ZADANIE A
Odpowiedz krótko na pytania do przemówienia papieża do duchowieństwa Korsyki:
(i) W jakiej katedrze odbyło się spotkanie?
(ii) Ile lat ma kapłan, którego papież pozdrowił, i od ilu lat jest kapłanem?
(iii) Jakie słowa z filmu przytacza papież?
ZADANIE B
Napisz dalszy ciąg przemówienia papieża do duchowieństwa Korsyki, zaczynając od miejsca, w którym tekst się kończy.

To ubóstwo jest błogosławieństwem! W centrum jest Pan!

Papież Franciszek do duchowieństwa Korsyki.

Do troski o siebie i o powierzone im osoby zachęcił papież Franciszek biskupów, kapłanów, diakonów, osoby konsekrowane oraz seminarzystów spotykając się z nimi w katedrze Najświętszej Maryi Panny Wniebowziętej w Ajaccio na Korsyce.

PRZEMÓWIENIE OJCA ŚWIĘTEGO FRANCISZKA

Modlitwa Anioł Pański z biskupami, kapłanami, diakonami,
osobami konsekrowanymi oraz seminarzystami
Katedra Wniebowzięcia Najświętszej Maryi Panny

Drodzy Bracia Biskupi,
drodzy kapłani i diakoni,
osoby konsekrowane i seminarzyści!

Jestem w tej waszej pięknej ziemi tylko jeden dzień, ale pragnąłem, żeby była choć krótka chwila, w której mógłbym się z wami spotkać i pozdrowić was. Stwarza mi to okazję, aby przede wszystkim wam podziękować: dziękuję za to, że tu jesteście, z waszym życiem złożonym w darze. Dziękuję wam za waszą pracę, za wasz codzienny trud. Dziękuję wam, ponieważ jesteście znakiem miłosiernej miłości Boga i świadkami Ewangelii. Byłem zadowolony mogąc pozdrowić jednego z was: ma 95 lat i 70 lat kapłaństwa! I to oznacza rozwijanie tego pięknego powołania. Dziękuję ci bracie za twoje świadectwo! Dziękuję bardzo!

I od „dziękuję” przechodzę natychmiast do łaski Bożej, która jest fundamentem wiary chrześcijańskiej i każdej formy konsekracji w Kościele. W kontekście europejskim, w którym się znajdujemy, nie brakuje problemów i wyzwań związanych z przekazywaniem wiary. I każdego dnia stawiacie temu czoła, odkrywając, że jesteście mali i słabi: nie jesteście zbyt liczni, nie macie potężnych środków, nie zawsze środowiska, w których działacie, są otwarte na przyjęcie orędzia Ewangelii. I czasem przychodzi mi na myśl pewien film, bo niektórzy są gotowi przyjąć Ewangelię, ale nie „rzecznika”. Ten film miał taki tekst: „Muzyka tak, ale muzyk nie”. Pomyślmy o tym, o wierności w przekazywaniu Ewangelii. To nam pomoże. Tymczasem, że tak powiem, to ubóstwo kapłańskie jest błogosławieństwem! Dlaczego? Ogałaca nas z roszczeń do czynienia tego o własnych siłach. Uczy nas postrzegania misji chrześcijańskiej jako czegoś, co nie zależy od ludzkich sił, ale przede wszystkim od działania Pana Boga, który zawsze współpracuje i działa z tym „niewiele”, co możemy Mu ofiarować.

DOSTARCZONE DANE
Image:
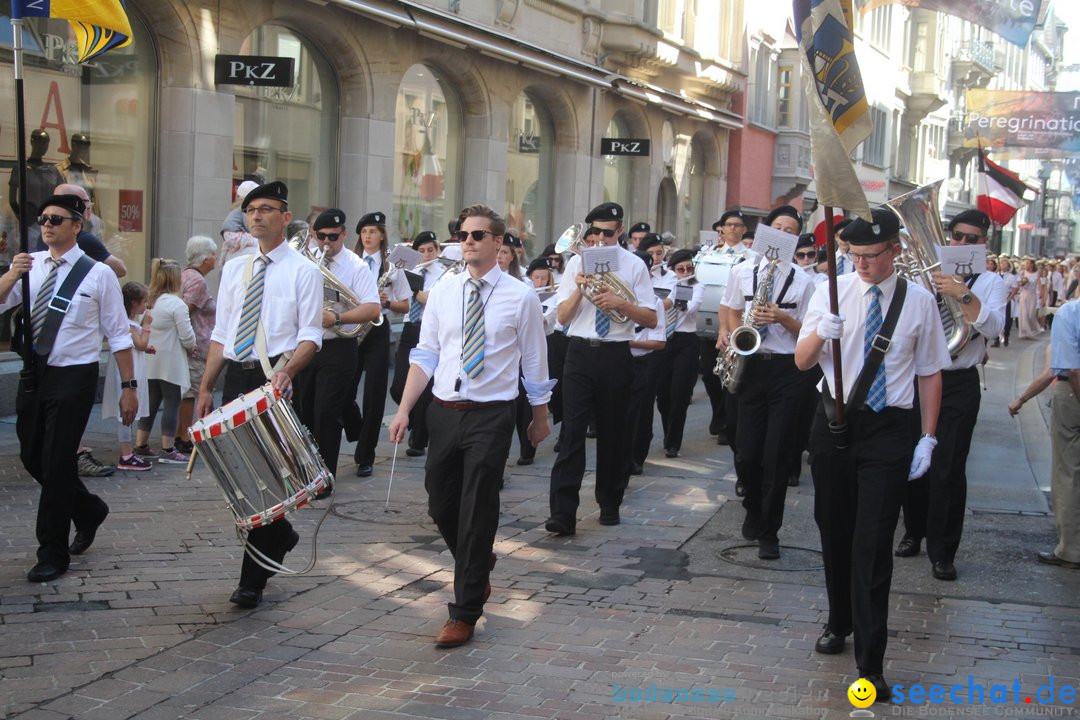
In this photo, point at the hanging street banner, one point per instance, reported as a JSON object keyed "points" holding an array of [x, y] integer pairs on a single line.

WYNIK ZADANIA A
(i) W katedrze Najświętszej Maryi Panny Wniebowziętej w Ajaccio na Korsyce.
(ii) Ma 95 lat i jest kapłanem od 70 lat.
(iii) „Muzyka tak, ale muzyk nie”.

WYNIK ZADANIA B
Nie zapominajmy tego: w centrum jest Pan. Nie ja jestem w centrum, lecz Bóg. U nas o jakimiś zarozumiałym księdzu, który stawia siebie w centrum, mówimy: to ksiądz yo, me, mí, conmigo, para mí - Ja, mnie ja, ze mną, dla mnie. Przeciwnie - to Pan jest w centrum. Jest to coś, co być może każdego ranka, o wschodzie słońca, każdy duszpasterz, każda osoba konsekrowana powinna powtarzać w modlitwie: także dzisiaj, w mojej posłudze, nie ja jestem w centrum, lecz Bóg. A mówię to, ponieważ w światowości kryje się niebezpieczeństwo, zagrożenie próżności. Bycie pawiem. Zbytnie zapatrzenie się w siebie. Próżność. A próżność jest okropną wadą, o nieprzyjemnym zapachu. Bycie pawiem.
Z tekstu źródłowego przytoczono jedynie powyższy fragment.